• _Dataset records_

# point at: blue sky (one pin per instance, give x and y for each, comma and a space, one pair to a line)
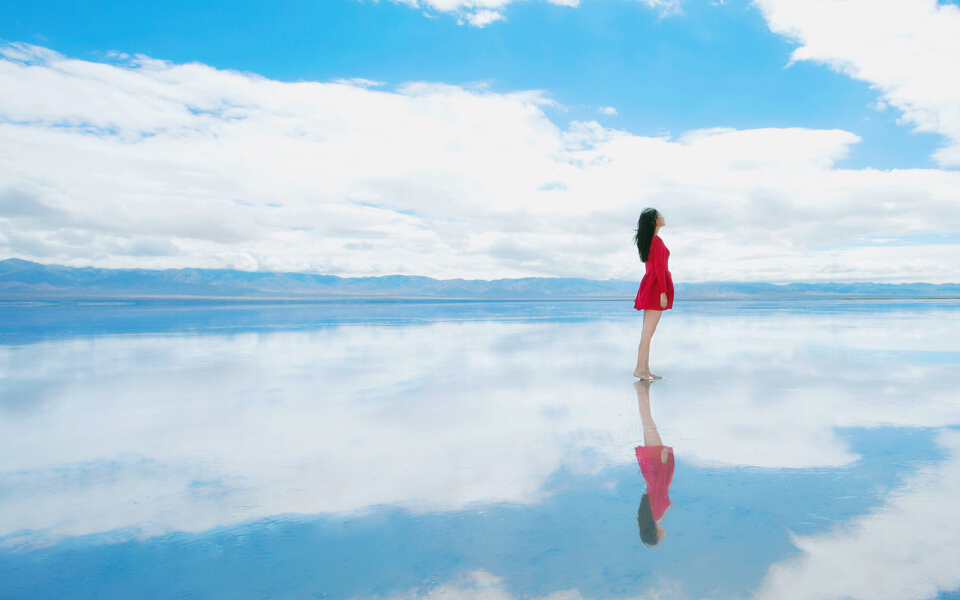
716, 65
777, 82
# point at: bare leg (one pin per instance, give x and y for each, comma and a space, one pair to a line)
650, 320
651, 437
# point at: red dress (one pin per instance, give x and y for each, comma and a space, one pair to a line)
656, 280
658, 476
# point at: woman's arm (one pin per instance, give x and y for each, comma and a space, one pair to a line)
660, 268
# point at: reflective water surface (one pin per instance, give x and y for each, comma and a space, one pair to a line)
480, 450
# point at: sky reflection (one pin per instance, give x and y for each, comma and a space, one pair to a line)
799, 437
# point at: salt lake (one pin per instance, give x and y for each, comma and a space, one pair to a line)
160, 449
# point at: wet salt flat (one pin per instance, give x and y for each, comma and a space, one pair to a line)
478, 450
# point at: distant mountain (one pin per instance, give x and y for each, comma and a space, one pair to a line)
25, 279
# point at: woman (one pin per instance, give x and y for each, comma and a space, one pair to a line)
656, 466
656, 289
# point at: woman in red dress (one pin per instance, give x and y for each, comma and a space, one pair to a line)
656, 466
656, 289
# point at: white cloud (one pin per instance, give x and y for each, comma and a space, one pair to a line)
151, 164
907, 49
483, 17
478, 13
908, 549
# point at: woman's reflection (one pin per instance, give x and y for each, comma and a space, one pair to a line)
656, 464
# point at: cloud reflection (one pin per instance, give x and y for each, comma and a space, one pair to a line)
157, 433
909, 549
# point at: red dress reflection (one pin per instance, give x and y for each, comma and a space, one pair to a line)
658, 476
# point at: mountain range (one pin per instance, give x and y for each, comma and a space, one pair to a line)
25, 279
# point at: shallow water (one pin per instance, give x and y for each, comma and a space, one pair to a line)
477, 450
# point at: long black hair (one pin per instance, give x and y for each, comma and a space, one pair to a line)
645, 523
646, 225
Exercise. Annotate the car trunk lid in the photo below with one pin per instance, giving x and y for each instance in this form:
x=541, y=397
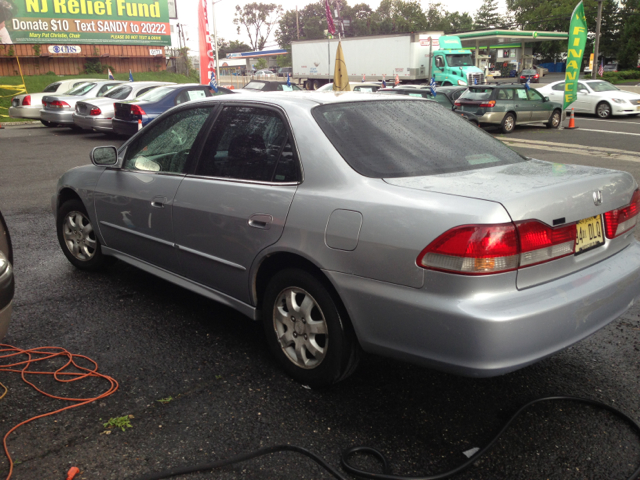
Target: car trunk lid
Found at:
x=555, y=194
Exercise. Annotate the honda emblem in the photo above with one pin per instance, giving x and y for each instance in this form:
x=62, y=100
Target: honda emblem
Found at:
x=597, y=197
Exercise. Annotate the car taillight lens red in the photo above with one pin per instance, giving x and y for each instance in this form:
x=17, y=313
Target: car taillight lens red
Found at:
x=136, y=110
x=473, y=250
x=621, y=220
x=540, y=243
x=487, y=249
x=59, y=104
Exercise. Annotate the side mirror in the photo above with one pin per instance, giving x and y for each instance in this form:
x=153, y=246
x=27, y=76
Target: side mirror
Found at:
x=104, y=156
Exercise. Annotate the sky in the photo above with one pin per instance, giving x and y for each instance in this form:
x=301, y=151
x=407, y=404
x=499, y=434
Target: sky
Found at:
x=225, y=10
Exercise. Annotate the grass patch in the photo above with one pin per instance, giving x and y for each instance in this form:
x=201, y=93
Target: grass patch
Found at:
x=37, y=83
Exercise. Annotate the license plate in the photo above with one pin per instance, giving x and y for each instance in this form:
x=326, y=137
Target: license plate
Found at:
x=589, y=233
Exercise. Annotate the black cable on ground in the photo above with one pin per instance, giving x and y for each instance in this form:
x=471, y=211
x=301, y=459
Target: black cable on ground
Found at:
x=386, y=471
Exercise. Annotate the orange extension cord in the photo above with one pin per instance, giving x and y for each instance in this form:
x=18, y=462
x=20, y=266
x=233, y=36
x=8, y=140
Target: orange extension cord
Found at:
x=42, y=354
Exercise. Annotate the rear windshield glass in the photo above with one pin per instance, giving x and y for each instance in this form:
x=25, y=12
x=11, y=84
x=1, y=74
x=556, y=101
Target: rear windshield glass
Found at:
x=82, y=89
x=119, y=93
x=155, y=94
x=477, y=94
x=386, y=139
x=51, y=88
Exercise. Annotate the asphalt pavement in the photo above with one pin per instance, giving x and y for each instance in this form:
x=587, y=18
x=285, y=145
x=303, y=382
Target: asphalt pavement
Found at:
x=224, y=395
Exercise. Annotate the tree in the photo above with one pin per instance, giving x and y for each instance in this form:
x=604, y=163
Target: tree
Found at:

• _Problem_
In your transcription of the listing above, match each line exactly and include no pictures.

• _Output_
# point at: blue sky (one pin per instance, give x and y for each, comma and a space, one pair to a line)
716, 65
777, 82
# point at: bare leg (one pin per instance, give x and y for each, comma and a space, one pair to a line)
650, 320
651, 437
# point at: red dress (one pin per instance, give x and y for each, comma and a space, one pair to a line)
656, 280
658, 476
# point at: woman's arm (one pin per instance, give x and y for each, comma and a space, one pair to a line)
660, 268
# point at: reflective water surface (one pin per instance, give x and y for each, comma and a space, one pair to a line)
480, 450
# point at: sky reflection (one pin per instance, give x and y for each, comma and a space, one pair to a line)
799, 437
# point at: salt lake (one pin per instance, give x and y for each, comma and a space, one pair to a line)
160, 449
# point at: wet salt flat (one pin per instance, give x and y for each, comma and a space, one pair to a line)
478, 450
# point at: distant mountain (one pin per instance, give x and y for each, comma and a space, one pair to a line)
25, 279
# point at: woman (one pin per instance, give x and y for each, comma and a space, one pair to a line)
656, 466
656, 289
# point at: woman in red dress (one pin per instance, give x and y for each, comma and a space, one pair to a line)
656, 466
656, 289
# point at: white cloud (one pin per instance, give x and y for each, comma and a space, one pair to a line)
151, 164
907, 49
483, 17
478, 13
908, 549
# point at: woman's reflection (one pin per instance, give x and y for each, comma and a space, one pair to a line)
656, 464
# point at: cloud reflection (one pin per instance, give x and y for each, comma and a space, one pair to a line)
157, 433
909, 549
# point at: red dress reflection (one pin per instance, give x and y for each, comma and a space, one pair to a line)
658, 476
# point at: mountain range (one pin per instance, give x and y for each, comma and a space, one pair to a line)
25, 279
# point at: shallow water (one pin per instance, give x and y for each, comma and a space, one pair to a line)
477, 450
# point at: long black hair (one pin per instance, give x and y for each, comma and a space, one pair to a line)
645, 523
646, 225
Exercise. Annotate the car trunk lid in the photo below with one pin per instance, giving x and y for each instance in this form:
x=541, y=397
Target: car trunk lid
Found at:
x=555, y=194
Exercise. Annotate the honda emblem in the photo above with one pin per instance, giving x and y for each instance in this form:
x=62, y=100
Target: honda emblem
Found at:
x=597, y=197
Exercise. Annotate the car taillight lens red in the photo above with one pin per instance, giving x and y for each instance in this form:
x=17, y=313
Target: car taillight lens red
Found at:
x=136, y=110
x=473, y=250
x=621, y=220
x=540, y=243
x=487, y=249
x=59, y=104
Exercise. Annotate the side mirror in the photo above with one pin per instance, giving x and y for each instance in this form:
x=153, y=246
x=27, y=76
Target: side mirror
Found at:
x=104, y=156
Exercise. Annotate the sky in the photo above with one pin per instance, giving x and y for each instance in this form:
x=301, y=151
x=407, y=404
x=499, y=434
Target: sky
Found at:
x=225, y=10
Exercise. Annotate the grass patch in the photo above with one pin per instance, giving x and y for each instance in this form:
x=201, y=93
Target: grass patch
Found at:
x=37, y=83
Exercise. Annotate the license plate in the photo above with one pin per instance, giving x and y for each instance in this form:
x=326, y=137
Target: license plate
Found at:
x=589, y=233
Exercise. Annotate the black cable on ground in the photo above with one pin per instance, giving x and y for each instance in this form:
x=471, y=211
x=301, y=459
Target: black cable on ground
Found at:
x=386, y=471
Exercise. Annotate the orange extension cord in the photo above with one pin per instance, giving x and y for each instance in this form:
x=18, y=462
x=20, y=266
x=233, y=36
x=8, y=140
Target: orange extension cord
Found at:
x=42, y=354
Exercise. Annotate the rear windshield glass in the photo above with one pin per instance, giving x and y for each instance in this form:
x=25, y=12
x=11, y=84
x=1, y=74
x=556, y=101
Target: rear windshield glass
Found at:
x=82, y=89
x=119, y=93
x=155, y=94
x=477, y=94
x=386, y=139
x=51, y=88
Exercise. Annotate the asphalt pavement in the photo above with one pin per instance, giving x and y for each instance in this form:
x=587, y=18
x=285, y=145
x=303, y=382
Target: asphalt pavement
Found at:
x=224, y=395
Exercise. Annotate the tree in the photo above with one pin per instance, giving x and y for each instance in this form:
x=604, y=163
Target: tree
Found at:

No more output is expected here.